**EXTRACTED DATA**
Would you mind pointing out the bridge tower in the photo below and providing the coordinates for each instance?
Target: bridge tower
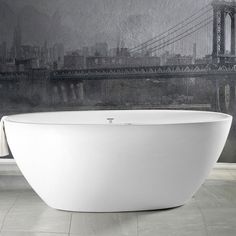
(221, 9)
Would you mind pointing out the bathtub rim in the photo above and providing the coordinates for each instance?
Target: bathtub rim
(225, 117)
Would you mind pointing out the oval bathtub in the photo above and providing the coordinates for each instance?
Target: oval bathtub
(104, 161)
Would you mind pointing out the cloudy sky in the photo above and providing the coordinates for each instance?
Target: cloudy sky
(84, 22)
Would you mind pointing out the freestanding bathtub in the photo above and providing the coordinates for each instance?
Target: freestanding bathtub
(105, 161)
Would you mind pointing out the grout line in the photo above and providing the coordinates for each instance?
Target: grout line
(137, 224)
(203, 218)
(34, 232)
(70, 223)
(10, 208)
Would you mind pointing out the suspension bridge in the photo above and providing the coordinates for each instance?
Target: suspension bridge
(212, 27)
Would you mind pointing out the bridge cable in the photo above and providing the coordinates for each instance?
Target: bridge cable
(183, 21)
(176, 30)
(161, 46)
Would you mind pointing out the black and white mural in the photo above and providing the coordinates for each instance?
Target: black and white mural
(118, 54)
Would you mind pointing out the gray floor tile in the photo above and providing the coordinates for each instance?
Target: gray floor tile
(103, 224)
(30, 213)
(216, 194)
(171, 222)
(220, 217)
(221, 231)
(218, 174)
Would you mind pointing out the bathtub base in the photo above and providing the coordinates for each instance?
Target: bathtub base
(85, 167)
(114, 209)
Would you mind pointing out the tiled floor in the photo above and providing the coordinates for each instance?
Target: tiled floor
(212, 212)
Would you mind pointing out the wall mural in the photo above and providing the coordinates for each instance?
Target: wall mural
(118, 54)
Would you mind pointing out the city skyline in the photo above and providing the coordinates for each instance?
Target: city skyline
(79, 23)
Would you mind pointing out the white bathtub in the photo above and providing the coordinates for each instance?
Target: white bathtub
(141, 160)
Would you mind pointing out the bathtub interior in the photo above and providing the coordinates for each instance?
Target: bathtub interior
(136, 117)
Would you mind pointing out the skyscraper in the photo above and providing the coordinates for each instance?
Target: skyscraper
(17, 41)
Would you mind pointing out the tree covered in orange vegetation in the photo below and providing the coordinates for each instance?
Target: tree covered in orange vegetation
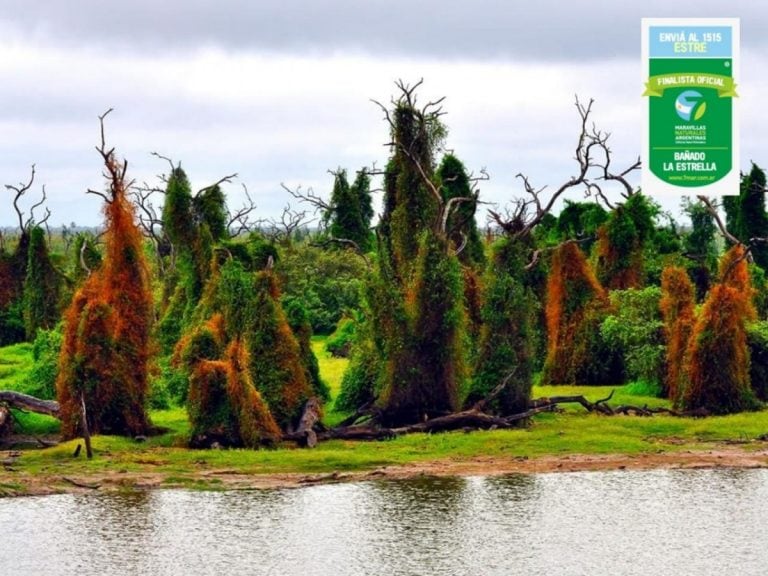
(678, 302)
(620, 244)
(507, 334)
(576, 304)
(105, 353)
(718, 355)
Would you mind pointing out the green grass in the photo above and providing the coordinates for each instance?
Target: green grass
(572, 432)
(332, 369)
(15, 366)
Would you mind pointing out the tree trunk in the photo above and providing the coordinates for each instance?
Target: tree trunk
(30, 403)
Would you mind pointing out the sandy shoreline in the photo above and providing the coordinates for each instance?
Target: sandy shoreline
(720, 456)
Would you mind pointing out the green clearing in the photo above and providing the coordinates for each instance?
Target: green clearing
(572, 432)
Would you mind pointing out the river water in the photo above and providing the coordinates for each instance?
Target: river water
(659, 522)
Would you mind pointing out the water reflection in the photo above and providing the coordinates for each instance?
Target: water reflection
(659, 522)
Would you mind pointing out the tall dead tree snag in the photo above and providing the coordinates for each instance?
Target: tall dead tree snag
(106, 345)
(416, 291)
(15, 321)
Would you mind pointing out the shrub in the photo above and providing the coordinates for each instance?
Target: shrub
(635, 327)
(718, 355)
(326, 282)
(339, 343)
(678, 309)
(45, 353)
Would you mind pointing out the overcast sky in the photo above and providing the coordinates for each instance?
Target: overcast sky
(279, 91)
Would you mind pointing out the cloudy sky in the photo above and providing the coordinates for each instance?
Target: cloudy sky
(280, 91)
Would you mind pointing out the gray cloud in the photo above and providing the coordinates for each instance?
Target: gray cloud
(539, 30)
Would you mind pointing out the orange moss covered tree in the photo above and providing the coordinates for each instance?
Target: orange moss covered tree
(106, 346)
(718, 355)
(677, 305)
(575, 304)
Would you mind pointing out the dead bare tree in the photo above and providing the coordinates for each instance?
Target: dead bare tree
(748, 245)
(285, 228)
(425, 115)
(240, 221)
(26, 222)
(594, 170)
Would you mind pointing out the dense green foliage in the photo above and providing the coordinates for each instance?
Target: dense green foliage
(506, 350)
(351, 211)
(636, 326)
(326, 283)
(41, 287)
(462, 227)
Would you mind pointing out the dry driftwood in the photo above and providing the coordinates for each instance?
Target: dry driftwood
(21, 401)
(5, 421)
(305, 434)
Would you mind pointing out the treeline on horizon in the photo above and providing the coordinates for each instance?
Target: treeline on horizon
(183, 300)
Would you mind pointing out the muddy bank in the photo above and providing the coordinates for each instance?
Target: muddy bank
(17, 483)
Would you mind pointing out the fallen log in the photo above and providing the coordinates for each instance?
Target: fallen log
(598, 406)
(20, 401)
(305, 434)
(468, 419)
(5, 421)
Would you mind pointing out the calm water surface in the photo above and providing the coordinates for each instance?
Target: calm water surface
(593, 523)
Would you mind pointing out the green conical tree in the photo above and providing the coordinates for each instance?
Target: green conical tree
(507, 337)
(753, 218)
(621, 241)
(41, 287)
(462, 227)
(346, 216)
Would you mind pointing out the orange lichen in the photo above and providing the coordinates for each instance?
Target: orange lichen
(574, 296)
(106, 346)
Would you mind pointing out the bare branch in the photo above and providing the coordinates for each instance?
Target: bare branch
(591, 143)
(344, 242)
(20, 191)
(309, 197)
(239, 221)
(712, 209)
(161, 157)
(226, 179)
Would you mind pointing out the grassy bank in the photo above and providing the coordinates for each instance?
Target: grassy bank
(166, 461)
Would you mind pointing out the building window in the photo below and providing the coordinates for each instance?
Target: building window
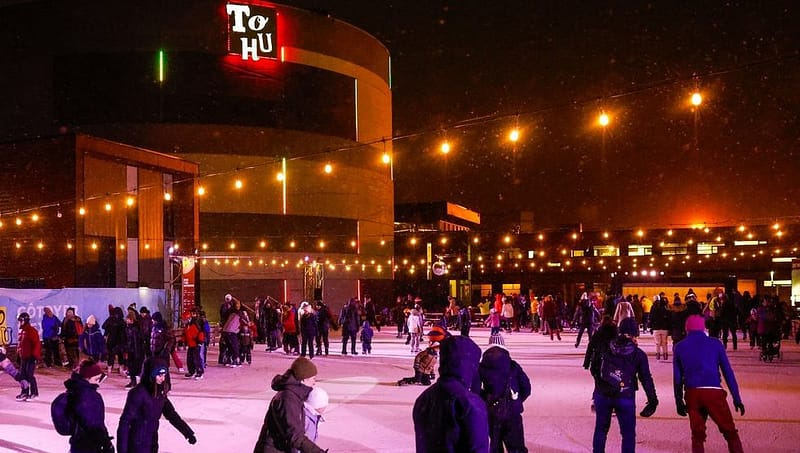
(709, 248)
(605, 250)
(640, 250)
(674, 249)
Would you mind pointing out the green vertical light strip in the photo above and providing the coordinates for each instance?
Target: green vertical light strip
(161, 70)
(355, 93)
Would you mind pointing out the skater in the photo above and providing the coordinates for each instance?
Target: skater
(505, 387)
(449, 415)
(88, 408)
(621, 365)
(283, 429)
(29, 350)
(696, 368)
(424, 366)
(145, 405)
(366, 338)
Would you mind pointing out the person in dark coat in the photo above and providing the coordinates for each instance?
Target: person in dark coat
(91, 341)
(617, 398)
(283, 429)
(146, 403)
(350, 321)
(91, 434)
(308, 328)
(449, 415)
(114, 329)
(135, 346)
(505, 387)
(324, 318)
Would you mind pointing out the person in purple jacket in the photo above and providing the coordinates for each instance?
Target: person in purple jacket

**DO THIS**
Above are records with pictures; repeat the records exactly and leave the pictures out.

**WRITTEN SOLUTION**
Would you mind pointing out the bridge tower in the photo below and providing the coordinates for each instance?
Target: bridge tower
(221, 9)
Would you mind pointing out the bathtub rim in the photo above and providing the coordinates for each instance?
Target: bathtub rim
(225, 117)
Would you mind pointing out the oval bathtub in the photo above and providing the coordinates for each instance?
Target: oval bathtub
(104, 161)
Would you mind pointing out the cloudy sky in the photo above and providing the coordinates for each instance?
Target: cloudy sky
(84, 22)
Would you mind pointing out the freestanding bathtub in the photo above and providing the coordinates for each instance?
Target: freestanding bathtub
(105, 161)
Would you mind pointing out the grout line in the photo above and providing the coordinates for each instance?
Target: grout line
(137, 224)
(203, 218)
(34, 232)
(70, 223)
(10, 208)
Would you mind pointing out the suspension bridge in the photo above and providing the coordinates for each instance?
Target: suspension bridge
(212, 27)
Would you mind pointing out the bridge cable in the photo above and providing the coordinates for each instance?
Target: bridge cable
(183, 21)
(176, 30)
(161, 46)
Would you mind pointing out the black and white mural in the photo above and providing the coordinates for each instance?
Target: black and white mural
(118, 54)
Would you mind pointing out the gray floor tile in the photo above and providing the coordinates for each instance?
Target: gray floor tile
(103, 224)
(30, 213)
(216, 194)
(171, 222)
(220, 217)
(221, 231)
(218, 174)
Would you mind pointing out the bathtub base in the photo above and providing the coordinates for each instance?
Target: bathtub base
(85, 167)
(114, 209)
Would you mind pointing out the tiled floor in the photo above and providing the coordinates for each instance?
Target: tiled floor
(212, 212)
Would you mind pointing out the wall mural in the photo above and providing the coordinates for each instance?
Target: wall mural
(118, 54)
Would you mind pointing out the city skyline in the photo above and providing the coordinates for each instance?
Target: city skyline
(79, 23)
Would you mind pointing out the white bathtub in the photo above and providing the coordinates for each instance?
Target: white bathtub
(141, 160)
Would you mind pointing out the bathtub interior in the photo above and providing the coordinates for each instance?
Target: bathtub interior
(136, 117)
Would you mind pointing out the skyscraper in the photo above and providing the coordinates for each instance?
Target: skyscraper
(17, 41)
Would you mind pointing out the tree covered in orange vegetation in the photo below and providing the coordinates for each instance?
Target: tree covered in orange vegetation
(678, 302)
(620, 244)
(507, 334)
(576, 304)
(105, 353)
(718, 355)
Would you mind pointing out the green grass in the photo above and providing the coordinates for each instance?
Target: green grass
(572, 432)
(332, 369)
(15, 366)
Would you mind pointing out the tree trunk in the photo above and providing the coordinates for each instance?
Target: tree trunk
(30, 403)
Would you mind pointing out the sandy shoreline in the photo above and providing the coordinates for each instance?
Target: sandy shoreline
(720, 456)
Would you mind pointing out the green clearing in the photo above and providing the coordinates for each instance?
Target: green clearing
(572, 432)
Would you mind pointing out the river water in the photo above and providing the coordinates for each instance?
Target: river water
(659, 522)
Would you mind pointing out the water reflection in the photo above and providing the coordinates for each instance?
Target: water reflection
(659, 522)
Would you mind pointing out the tall dead tree snag in the photo above and providing the coordinates for each instance?
Target: tall dead tree snag
(106, 345)
(416, 291)
(15, 321)
Would you mind pointing out the shrub in the photo above and providing the coordinates for each instance?
Target: shrub
(635, 327)
(718, 355)
(326, 282)
(339, 343)
(678, 309)
(45, 353)
Would you mind pointing out the overcast sky in the photo above and providing the coordinates for each instance?
Target: overcast sky
(279, 91)
Would you mind pointing out the cloudy sky in the photo above and providing the coordinates for each instance?
Target: cloudy sky
(280, 91)
Would you mind pointing out the gray cloud in the photo above and providing the coordinates for each instance?
Target: gray cloud
(539, 30)
Would you mind pointing out the orange moss covered tree in the photo above and providing the coordinates for each instance?
Target: orange moss covered tree
(106, 346)
(718, 355)
(677, 305)
(575, 304)
Would you mind pointing out the dead bare tree in the photo above and providing the coordinates for each instance?
Target: dead bare tree
(748, 245)
(285, 228)
(425, 115)
(240, 221)
(26, 222)
(594, 170)
Would you mind pointing out the dense green foliage in the photo above and providing the coordinates for each instance?
Target: dense green foliage
(506, 350)
(351, 211)
(636, 326)
(326, 283)
(41, 287)
(462, 227)
Would you mind pointing out the dry driftwood in the photo above and providing the coordinates for each instance?
Target: dry driftwood
(21, 401)
(5, 421)
(305, 434)
Would you mind pointing out the treeline on horizon in the photo above and providing the coordinates for each instance?
Target: treeline on horizon
(183, 300)
Would you mind pointing out the muddy bank in the photo above and providing the coordinates for each instance?
Target: muddy bank
(17, 483)
Would you mind pointing out the fallen log in the photo above and providing the coordinates for each instance?
Target: fallen log
(598, 406)
(20, 401)
(305, 434)
(468, 419)
(5, 421)
Would you mind pointing out the calm water surface in the photo above and providing the coordinates for each instance?
Target: calm water surface
(593, 523)
Would you mind pointing out the green conical tree in the photo above and providing the coordinates for each instance?
Target: green conical tree
(507, 337)
(753, 218)
(621, 241)
(41, 287)
(462, 227)
(346, 216)
Would you mind pointing out the orange lichen in the photo above and providing the coordinates for each instance?
Target: orange lichen
(574, 296)
(106, 346)
Would you mind pointing out the bare branch in the photo above and providing the coordinates for each instance?
Target: bare branch
(591, 143)
(344, 242)
(20, 191)
(309, 197)
(239, 221)
(712, 209)
(161, 157)
(226, 179)
Would you mind pointing out the grassy bank in the photo above and providing the coordinates for each instance?
Target: grassy bank
(166, 461)
Would you mind pointing out the building window in the photo below and providing the coordinates for each instance?
Target: building window
(709, 248)
(605, 250)
(640, 250)
(674, 249)
Would you mind pointing out the green vertical light strip in the photo above and providing the coordinates for each instance?
Target: green vertical light strip
(161, 70)
(355, 93)
Would you mind pointing out the skater in the photo above and providing the coordinates for each instance?
Target: skater
(505, 387)
(449, 415)
(88, 408)
(621, 365)
(283, 429)
(29, 350)
(696, 368)
(424, 366)
(145, 405)
(366, 338)
Would you mind pointing out the person in dark coat in the photo above and providing the coordinates for each instance?
Target: person in dark coat
(91, 341)
(617, 398)
(283, 429)
(146, 403)
(350, 321)
(91, 434)
(308, 328)
(449, 415)
(114, 329)
(135, 346)
(505, 387)
(324, 318)
Would you mind pointing out the person in purple jacket in the photo above and providing the coordinates for each instance?
Target: person in purple jacket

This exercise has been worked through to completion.